> **QUOTED PASSAGE**
▼▼▼
NLP Next Word Generator App

2026-06-20

Overview

This project builds a next-word prediction model using natural language processing techniques.

Goals:

Uses n-gram modeling (trigrams)
Predicts the next word based on previous two words
Built and deployed as a Shiny web application

Data & Model

The model is trained on three datasets (Blogs, News, and Twitter) and processed into trigrams. A sample of the data was used to improve performance and reduce computation time

Steps:

Convert text to lowercase
Remove punctuation
Tokenize into words
Build trigram frequency table

Example:

Input: “I love data”
Model learns: “I love → data”

Prediction Function + App

The prediction function: - Cleans input text (lowercase, remove punctuation) - Splits input into words - Uses pattern matching to find matching trigrams

matches <- trigram_df[grepl(paste0("^", last_two), trigram_df$text), ]
predicted <- most_freq_word(matches)

Returns the most frequent next word

The Shiny app allows users to:

Enter a phrase
Click “Predict”
View the next word instantly

App Features & Conclusion

The application includes:

Simple and clean user interface
Real-time prediction
Input validation (requires at least two words)
Fast response using precomputed n-grams

Key achievements:

Built a functional NLP prediction model
Demonstrated how n-grams predict language patterns
Delivered an interactive web application
▲▲▲
> **DIRECTIONS FOR THIS TASK**
Transcribe the part of the next-word app write-up that opens with the words containing "Enter a phrase" and closes with "least two words)".

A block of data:
▼▼▼
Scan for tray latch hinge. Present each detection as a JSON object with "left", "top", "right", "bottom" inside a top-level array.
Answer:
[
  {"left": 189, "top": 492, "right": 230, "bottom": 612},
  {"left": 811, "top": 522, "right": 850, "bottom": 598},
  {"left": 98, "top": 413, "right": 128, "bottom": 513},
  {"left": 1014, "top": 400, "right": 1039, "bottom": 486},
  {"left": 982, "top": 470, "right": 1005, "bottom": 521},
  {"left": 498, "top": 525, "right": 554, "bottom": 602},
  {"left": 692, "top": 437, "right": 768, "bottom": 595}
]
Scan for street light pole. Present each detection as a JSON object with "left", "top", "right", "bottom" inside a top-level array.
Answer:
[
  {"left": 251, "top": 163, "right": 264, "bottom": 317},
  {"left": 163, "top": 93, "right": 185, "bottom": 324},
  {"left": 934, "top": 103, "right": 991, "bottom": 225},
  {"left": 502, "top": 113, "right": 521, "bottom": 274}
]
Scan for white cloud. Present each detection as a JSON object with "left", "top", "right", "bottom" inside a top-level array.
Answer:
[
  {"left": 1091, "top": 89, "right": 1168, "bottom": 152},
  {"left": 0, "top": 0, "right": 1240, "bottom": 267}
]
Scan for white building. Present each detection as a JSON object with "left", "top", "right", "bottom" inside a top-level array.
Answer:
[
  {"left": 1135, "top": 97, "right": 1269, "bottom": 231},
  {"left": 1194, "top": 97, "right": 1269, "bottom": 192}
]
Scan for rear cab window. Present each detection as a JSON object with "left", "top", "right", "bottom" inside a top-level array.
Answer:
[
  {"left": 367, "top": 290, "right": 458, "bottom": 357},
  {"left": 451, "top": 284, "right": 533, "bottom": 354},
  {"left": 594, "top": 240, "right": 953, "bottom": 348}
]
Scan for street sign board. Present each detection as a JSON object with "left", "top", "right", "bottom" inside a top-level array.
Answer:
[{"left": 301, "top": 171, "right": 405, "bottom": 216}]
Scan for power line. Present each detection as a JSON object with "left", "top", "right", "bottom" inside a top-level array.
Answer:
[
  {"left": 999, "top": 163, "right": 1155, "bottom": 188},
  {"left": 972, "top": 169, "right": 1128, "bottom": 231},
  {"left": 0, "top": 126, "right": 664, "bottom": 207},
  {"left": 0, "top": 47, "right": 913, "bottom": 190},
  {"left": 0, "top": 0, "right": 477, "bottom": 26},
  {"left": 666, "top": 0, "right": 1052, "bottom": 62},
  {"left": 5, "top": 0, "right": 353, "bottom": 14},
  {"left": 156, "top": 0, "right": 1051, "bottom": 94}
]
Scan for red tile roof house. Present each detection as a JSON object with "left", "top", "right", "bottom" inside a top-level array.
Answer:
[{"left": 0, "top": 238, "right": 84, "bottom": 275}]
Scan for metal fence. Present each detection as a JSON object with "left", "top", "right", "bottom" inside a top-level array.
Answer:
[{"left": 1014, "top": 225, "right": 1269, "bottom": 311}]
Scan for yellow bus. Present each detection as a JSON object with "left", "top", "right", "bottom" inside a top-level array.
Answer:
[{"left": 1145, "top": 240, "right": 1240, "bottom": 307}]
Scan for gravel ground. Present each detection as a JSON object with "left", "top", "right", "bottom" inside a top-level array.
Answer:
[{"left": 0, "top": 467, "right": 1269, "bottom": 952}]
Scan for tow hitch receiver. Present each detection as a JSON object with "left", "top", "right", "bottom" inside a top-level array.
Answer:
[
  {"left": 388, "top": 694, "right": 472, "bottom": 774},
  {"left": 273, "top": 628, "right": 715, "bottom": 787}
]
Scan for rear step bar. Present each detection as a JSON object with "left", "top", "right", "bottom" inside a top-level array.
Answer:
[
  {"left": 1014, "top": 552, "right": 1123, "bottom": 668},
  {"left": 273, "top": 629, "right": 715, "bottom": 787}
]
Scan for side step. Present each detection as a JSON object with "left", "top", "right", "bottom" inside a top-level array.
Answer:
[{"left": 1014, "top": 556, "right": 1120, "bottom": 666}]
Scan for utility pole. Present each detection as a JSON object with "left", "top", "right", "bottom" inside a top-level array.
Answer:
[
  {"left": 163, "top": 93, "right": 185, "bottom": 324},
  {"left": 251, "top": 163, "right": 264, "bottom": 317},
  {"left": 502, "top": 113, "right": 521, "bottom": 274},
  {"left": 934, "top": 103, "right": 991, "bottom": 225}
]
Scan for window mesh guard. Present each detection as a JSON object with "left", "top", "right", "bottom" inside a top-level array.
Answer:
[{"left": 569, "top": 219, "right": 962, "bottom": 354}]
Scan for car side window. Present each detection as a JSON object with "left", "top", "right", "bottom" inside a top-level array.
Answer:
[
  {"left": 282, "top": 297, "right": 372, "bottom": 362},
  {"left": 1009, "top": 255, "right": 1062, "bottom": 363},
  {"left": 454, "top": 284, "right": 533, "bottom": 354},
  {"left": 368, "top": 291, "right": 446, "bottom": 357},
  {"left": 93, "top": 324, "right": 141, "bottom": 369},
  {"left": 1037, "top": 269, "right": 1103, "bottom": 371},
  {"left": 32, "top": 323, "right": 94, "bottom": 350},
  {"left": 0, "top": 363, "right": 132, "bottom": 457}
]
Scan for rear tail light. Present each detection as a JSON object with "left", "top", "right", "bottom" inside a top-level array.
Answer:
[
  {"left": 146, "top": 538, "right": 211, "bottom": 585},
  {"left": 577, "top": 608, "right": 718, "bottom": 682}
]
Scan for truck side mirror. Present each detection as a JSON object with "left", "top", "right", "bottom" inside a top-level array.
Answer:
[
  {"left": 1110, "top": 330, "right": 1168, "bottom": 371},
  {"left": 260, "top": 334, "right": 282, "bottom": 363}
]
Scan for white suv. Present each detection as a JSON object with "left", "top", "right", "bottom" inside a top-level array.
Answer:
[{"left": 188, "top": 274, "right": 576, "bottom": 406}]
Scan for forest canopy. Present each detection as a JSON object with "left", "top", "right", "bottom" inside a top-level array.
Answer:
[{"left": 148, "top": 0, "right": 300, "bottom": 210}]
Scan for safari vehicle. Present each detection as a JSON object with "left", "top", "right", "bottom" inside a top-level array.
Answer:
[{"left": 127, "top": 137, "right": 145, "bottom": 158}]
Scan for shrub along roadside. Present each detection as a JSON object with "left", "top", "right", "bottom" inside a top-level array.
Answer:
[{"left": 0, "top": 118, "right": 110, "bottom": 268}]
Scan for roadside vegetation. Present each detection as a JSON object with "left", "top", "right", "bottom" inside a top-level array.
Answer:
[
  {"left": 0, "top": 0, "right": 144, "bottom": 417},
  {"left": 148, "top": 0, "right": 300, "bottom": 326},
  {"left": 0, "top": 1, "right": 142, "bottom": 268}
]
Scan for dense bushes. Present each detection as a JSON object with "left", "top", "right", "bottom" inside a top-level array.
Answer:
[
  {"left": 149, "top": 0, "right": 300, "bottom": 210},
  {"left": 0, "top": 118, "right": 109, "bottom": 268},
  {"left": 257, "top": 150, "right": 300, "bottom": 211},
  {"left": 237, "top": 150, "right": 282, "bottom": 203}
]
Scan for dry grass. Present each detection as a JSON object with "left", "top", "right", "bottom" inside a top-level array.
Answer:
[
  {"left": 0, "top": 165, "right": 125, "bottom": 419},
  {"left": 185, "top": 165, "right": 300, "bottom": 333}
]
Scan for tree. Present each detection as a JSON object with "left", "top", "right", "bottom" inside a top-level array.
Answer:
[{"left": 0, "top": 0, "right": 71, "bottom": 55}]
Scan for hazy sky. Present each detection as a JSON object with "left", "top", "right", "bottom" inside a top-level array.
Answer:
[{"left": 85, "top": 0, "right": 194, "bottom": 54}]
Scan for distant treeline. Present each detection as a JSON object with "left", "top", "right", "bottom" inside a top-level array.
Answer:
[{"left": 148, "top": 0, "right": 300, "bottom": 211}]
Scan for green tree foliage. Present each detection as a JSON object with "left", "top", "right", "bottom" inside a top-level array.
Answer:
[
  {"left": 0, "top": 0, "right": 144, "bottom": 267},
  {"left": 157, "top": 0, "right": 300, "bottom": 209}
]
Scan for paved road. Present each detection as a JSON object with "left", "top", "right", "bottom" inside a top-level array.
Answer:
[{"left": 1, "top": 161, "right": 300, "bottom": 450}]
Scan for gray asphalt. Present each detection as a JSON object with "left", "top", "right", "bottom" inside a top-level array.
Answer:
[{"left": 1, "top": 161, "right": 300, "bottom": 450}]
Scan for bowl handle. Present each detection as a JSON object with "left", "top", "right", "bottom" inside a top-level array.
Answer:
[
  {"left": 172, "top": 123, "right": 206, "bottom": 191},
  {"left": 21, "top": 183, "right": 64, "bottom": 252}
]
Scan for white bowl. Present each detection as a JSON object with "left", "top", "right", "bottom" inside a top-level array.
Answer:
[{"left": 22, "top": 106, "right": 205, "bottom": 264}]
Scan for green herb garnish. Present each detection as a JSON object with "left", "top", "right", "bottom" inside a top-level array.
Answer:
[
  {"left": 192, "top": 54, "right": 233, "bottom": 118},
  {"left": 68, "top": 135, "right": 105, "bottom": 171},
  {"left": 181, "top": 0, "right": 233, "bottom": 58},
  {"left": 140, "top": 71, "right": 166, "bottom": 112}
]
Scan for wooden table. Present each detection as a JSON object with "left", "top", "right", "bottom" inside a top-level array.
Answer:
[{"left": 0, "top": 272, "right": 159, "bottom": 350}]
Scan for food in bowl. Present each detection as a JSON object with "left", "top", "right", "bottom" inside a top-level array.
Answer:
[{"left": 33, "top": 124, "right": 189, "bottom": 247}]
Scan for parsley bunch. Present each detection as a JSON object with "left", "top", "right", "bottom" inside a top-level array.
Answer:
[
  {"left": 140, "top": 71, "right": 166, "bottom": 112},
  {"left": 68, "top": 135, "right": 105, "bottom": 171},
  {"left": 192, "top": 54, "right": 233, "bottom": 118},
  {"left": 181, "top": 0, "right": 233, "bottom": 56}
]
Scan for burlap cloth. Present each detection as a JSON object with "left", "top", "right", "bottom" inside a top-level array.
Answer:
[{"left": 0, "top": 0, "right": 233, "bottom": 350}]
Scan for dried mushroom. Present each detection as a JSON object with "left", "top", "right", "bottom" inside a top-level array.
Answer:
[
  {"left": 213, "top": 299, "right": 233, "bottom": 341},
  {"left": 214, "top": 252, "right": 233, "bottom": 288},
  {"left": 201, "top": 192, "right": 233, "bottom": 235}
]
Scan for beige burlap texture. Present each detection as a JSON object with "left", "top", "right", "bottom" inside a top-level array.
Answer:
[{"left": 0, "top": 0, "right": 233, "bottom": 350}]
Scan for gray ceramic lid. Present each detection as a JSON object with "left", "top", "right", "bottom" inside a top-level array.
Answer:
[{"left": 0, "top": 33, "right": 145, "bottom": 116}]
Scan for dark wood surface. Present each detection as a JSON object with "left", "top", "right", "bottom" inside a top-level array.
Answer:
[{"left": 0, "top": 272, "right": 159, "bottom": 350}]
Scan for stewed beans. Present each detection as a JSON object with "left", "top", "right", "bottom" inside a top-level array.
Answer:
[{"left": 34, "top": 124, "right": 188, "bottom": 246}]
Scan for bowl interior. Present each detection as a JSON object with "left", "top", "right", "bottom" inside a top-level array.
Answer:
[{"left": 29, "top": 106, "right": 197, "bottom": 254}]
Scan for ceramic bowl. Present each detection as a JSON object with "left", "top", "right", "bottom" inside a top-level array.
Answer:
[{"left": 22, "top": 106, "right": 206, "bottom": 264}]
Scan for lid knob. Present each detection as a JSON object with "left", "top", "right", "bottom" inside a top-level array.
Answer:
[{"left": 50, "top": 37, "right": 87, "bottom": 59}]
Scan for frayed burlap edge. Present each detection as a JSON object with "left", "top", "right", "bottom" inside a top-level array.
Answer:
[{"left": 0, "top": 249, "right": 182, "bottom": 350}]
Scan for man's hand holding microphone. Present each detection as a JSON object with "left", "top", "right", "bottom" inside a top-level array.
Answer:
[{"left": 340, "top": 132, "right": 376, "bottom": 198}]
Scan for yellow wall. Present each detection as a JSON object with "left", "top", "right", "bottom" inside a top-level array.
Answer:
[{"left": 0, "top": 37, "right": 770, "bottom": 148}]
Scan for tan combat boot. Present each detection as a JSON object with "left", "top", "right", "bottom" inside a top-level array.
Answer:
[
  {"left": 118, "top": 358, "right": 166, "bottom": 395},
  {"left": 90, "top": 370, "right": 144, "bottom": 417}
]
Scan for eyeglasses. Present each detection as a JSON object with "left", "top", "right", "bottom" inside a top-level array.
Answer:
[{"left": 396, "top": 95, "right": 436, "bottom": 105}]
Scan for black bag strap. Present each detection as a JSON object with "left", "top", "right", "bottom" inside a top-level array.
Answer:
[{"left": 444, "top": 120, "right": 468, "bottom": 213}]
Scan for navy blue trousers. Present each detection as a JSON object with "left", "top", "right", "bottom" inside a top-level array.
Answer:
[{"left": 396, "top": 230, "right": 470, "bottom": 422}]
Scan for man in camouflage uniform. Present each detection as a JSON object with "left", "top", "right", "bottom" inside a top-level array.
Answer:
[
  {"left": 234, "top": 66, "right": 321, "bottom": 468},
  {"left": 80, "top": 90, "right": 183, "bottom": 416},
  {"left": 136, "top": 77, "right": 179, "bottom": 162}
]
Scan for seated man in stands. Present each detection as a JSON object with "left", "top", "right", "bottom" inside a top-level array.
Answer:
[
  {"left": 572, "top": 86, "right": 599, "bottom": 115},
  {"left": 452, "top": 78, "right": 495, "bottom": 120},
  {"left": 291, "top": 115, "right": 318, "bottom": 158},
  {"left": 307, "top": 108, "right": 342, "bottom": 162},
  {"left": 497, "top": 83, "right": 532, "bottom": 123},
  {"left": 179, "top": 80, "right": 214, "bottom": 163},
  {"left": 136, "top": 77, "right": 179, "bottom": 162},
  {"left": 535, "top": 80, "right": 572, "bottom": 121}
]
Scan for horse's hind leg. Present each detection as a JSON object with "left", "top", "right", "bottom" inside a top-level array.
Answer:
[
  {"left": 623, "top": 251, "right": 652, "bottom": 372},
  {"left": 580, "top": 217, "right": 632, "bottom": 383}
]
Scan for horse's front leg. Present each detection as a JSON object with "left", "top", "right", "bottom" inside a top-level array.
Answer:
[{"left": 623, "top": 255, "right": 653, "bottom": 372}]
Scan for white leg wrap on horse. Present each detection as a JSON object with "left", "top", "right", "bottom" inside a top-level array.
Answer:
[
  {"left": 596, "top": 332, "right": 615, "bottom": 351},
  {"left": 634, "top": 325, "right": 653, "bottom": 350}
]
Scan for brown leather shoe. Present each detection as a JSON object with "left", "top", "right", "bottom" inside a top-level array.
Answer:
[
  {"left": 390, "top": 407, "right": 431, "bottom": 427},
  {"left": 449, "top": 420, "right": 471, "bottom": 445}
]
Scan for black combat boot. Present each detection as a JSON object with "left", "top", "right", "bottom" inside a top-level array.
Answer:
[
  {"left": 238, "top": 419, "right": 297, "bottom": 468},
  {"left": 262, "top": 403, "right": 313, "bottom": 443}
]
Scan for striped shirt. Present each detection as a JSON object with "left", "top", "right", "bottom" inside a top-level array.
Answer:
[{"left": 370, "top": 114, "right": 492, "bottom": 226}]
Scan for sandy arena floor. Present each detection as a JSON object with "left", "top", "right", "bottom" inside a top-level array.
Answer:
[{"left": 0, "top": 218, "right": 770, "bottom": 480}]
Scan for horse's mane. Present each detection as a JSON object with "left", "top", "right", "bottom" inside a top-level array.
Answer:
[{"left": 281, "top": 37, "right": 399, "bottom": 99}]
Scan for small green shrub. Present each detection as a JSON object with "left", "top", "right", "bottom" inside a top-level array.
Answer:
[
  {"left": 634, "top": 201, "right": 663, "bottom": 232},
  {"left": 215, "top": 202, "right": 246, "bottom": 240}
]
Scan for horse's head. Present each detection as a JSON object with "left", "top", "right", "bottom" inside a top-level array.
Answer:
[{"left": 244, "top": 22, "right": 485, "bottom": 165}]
▲▲▲
> **RESULT OF THE EXERCISE**
Enter a phrase
Click “Predict”
View the next word instantly

App Features & Conclusion

The application includes:

Simple and clean user interface
Real-time prediction
Input validation (requires at least two words)